**Entries shown**
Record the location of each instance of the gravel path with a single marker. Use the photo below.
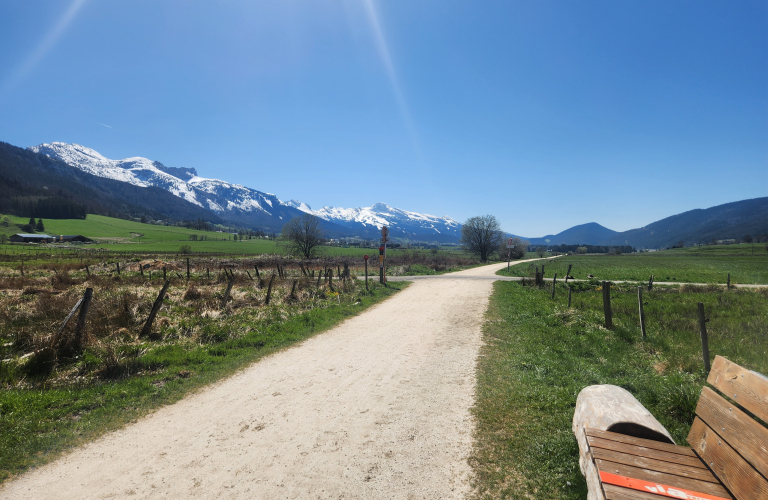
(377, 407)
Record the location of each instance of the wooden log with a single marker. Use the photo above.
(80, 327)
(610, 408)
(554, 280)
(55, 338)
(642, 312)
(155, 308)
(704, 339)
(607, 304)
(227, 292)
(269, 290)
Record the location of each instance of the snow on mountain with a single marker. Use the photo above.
...
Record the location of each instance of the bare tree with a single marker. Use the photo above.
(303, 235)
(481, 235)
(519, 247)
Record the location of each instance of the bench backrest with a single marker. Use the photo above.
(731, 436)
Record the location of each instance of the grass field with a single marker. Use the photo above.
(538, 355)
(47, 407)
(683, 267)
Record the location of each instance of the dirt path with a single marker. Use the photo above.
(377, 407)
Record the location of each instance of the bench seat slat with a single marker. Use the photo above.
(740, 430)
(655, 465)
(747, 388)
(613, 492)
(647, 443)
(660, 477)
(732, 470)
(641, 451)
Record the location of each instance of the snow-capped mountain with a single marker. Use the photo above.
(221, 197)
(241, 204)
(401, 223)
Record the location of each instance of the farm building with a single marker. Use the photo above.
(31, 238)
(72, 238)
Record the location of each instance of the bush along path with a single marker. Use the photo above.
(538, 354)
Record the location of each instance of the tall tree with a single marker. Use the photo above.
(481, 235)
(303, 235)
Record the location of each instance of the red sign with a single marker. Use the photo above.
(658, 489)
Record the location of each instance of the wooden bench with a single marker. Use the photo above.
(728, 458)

**Requirement**
Could you write out exactly the lines of the data above that run from the one holding "Record the location of each instance of the gravel" to the one holding "Record the location of each instance of the snow on", with both ends in and all pictures out?

**Expected output**
Record the location of each instance of the gravel path with a single marker. Use the photo below.
(377, 407)
Record the location of each instance of the wooden log with a single marker. Use the photo above.
(80, 327)
(610, 408)
(554, 280)
(55, 338)
(642, 312)
(155, 308)
(704, 339)
(607, 304)
(227, 292)
(269, 290)
Record the location of each instance of the snow on mountain with a single marker. Use the photo above.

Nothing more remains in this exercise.